- _EXERCISE DIRECTIONS_
What follows is a set of entries. Give them again exactly, without the pictures.

- _DATASET EXTRACT_
— Start —
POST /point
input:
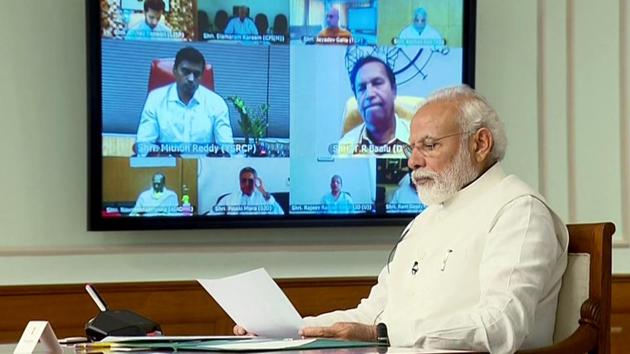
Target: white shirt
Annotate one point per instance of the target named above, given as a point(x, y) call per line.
point(356, 141)
point(151, 204)
point(143, 31)
point(238, 203)
point(429, 37)
point(166, 119)
point(236, 26)
point(343, 204)
point(489, 265)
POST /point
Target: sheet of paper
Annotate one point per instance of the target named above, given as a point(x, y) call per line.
point(394, 350)
point(258, 345)
point(254, 301)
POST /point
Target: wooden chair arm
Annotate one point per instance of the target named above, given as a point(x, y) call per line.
point(583, 340)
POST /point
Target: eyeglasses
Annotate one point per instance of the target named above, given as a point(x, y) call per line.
point(428, 146)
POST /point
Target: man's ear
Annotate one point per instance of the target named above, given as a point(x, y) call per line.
point(482, 143)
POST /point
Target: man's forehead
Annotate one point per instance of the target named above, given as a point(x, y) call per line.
point(371, 70)
point(434, 119)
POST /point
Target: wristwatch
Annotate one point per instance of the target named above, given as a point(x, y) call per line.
point(381, 334)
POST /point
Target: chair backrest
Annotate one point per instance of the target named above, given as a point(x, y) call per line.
point(588, 276)
point(161, 74)
point(404, 106)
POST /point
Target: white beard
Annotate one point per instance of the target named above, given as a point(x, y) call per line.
point(442, 186)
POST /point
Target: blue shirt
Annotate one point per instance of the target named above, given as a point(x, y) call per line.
point(236, 26)
point(143, 31)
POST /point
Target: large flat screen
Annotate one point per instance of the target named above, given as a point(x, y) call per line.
point(251, 113)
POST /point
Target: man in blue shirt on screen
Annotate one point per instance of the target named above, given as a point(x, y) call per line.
point(382, 131)
point(184, 112)
point(337, 201)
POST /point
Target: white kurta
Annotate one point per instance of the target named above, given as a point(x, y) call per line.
point(489, 265)
point(151, 204)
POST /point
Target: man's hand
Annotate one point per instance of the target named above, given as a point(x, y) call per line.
point(342, 330)
point(240, 331)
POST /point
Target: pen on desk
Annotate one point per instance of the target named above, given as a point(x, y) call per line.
point(96, 297)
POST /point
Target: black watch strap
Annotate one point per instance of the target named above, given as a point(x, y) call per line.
point(381, 334)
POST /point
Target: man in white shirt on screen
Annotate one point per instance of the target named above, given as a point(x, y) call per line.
point(241, 24)
point(420, 33)
point(480, 269)
point(184, 112)
point(252, 199)
point(157, 200)
point(405, 198)
point(337, 201)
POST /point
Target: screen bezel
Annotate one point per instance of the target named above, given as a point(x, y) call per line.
point(96, 222)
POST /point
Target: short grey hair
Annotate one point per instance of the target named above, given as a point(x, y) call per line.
point(474, 113)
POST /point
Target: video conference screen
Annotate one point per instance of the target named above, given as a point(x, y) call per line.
point(229, 113)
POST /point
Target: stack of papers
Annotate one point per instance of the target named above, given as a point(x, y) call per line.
point(219, 343)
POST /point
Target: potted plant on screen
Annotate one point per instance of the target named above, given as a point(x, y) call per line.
point(253, 123)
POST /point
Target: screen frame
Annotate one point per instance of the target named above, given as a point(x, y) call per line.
point(95, 220)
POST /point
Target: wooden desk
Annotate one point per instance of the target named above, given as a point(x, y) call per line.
point(8, 349)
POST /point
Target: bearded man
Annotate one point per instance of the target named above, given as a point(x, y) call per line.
point(480, 268)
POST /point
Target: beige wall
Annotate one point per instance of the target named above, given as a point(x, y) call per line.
point(567, 131)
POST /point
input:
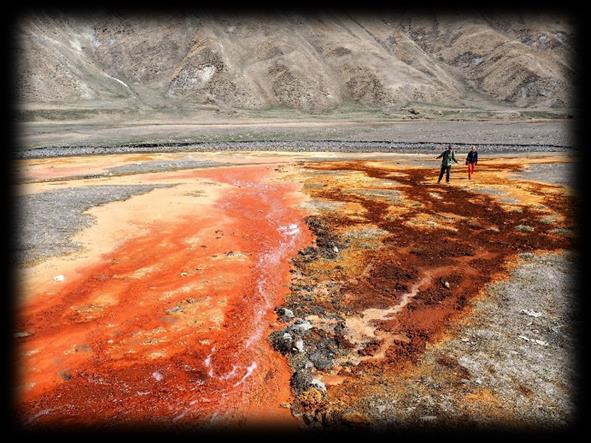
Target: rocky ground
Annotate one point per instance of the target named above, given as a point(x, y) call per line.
point(415, 303)
point(394, 319)
point(286, 133)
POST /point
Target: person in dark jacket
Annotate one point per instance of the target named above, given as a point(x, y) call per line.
point(471, 161)
point(447, 157)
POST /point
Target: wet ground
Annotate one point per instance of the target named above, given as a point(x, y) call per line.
point(311, 289)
— End —
- _COMPLETE OUTPUT_
POST /point
input:
Target: white shirt
Annotate one point per instance of the target named above, given as a point(x, y) call per line.
point(356, 141)
point(151, 204)
point(143, 31)
point(238, 203)
point(429, 37)
point(166, 119)
point(236, 26)
point(343, 204)
point(489, 265)
POST /point
Target: sheet of paper
Annotate one point per instance of the target named above, given as a point(x, y) call per line.
point(394, 350)
point(258, 345)
point(254, 301)
POST /point
Target: wooden chair arm
Annotate one point per instance of the target named above, given as a point(x, y) call per line.
point(583, 340)
POST /point
Target: eyeglasses
Annotate one point per instance of the target named above, given as a point(x, y) call per line.
point(428, 146)
POST /point
Target: man's ear
Annotate one point per instance of the target named above, given as a point(x, y) call per line.
point(482, 143)
POST /point
Target: man's forehead
Annotate one point per instance of the target named above, given as a point(x, y) call per line.
point(371, 70)
point(434, 119)
POST /point
Target: wristwatch
Annotate one point per instance of the target named above, given as a point(x, y) call per line.
point(381, 334)
POST /point
Target: chair backrest
Annotate one point per instance of the target named above, given as a point(x, y) call per line.
point(588, 276)
point(161, 74)
point(404, 106)
POST /point
Target: white beard
Annotate one point per instance of the target named above, given as a point(x, y) call per line.
point(442, 186)
POST /point
Target: blue shirt
Annotate one point per instance of the target named above, given as a point(x, y) call per line.
point(236, 26)
point(143, 31)
POST /point
Target: large flat screen
Annotate one point per instance of the target named above, given as a point(x, y) call per line.
point(251, 113)
POST /point
Target: man in blue shirt on screen
Annotate one point per instance of the target named above, given as a point(x, y) call per line.
point(382, 131)
point(184, 112)
point(337, 201)
POST /point
Target: white kurta
Annotate one point per instance of the target named above, given as a point(x, y) call per line.
point(489, 265)
point(151, 204)
POST /point
Target: man's hand
Annotate one point per instance of the target named above, given as a point(x, y) call per line.
point(342, 330)
point(240, 331)
POST /point
Target: pen on desk
Annotate one point per instance of the target named above, given as a point(x, y) call per line.
point(96, 297)
POST /point
Target: black watch strap
Annotate one point per instance of the target named above, given as a point(x, y) call per line.
point(381, 334)
POST /point
Target: man in white shirt on screen
Annotate one point per instance of the target named above, given as a point(x, y) call per line.
point(241, 24)
point(420, 33)
point(480, 269)
point(184, 112)
point(252, 199)
point(157, 200)
point(405, 198)
point(337, 201)
POST /point
Target: screen bezel
Annotate one point per instance of the target named above, given as a point(x, y) call per line.
point(96, 222)
POST /point
Target: short grey hair
Annotate one point per instance of the target named above, given as a point(x, y) call per line.
point(474, 113)
POST /point
Target: video conference screen
Annotate one point per instance of the target named above, given as a point(x, y) call per line.
point(229, 113)
POST /point
Target: stack of papers
Annotate one point per instance of the target named above, given as a point(x, y) call per line.
point(219, 343)
POST /point
Target: potted plant on screen
Annotate one point per instance of the target named above, given as a point(x, y) call per line.
point(253, 123)
POST /point
Target: screen frame
Annotate one point per instance of the target named above, given as a point(x, y) call per line.
point(95, 220)
POST /point
Target: wooden desk
Annotate one point per instance of the target named above, given as a point(x, y) call per line.
point(8, 349)
POST /point
Target: bearded man
Annotate one point per instance of the target named above, given as a point(x, y) call per line.
point(480, 268)
POST /point
Target: beige wall
Annotate one point per instance of the target named above, given as a point(x, y) call per line.
point(567, 131)
POST /point
input:
Target: rocky ground
Annotate one point per instance of the target named above, given as a point(x, y) call per line.
point(415, 303)
point(394, 319)
point(286, 133)
POST /point
Target: person in dark jacket
Annotate one point per instance of the target named above, given as a point(x, y) call per line.
point(471, 161)
point(447, 157)
POST /point
Target: wet ground
Annotate one point per instance of the target named above, given as a point(x, y) call per line.
point(311, 289)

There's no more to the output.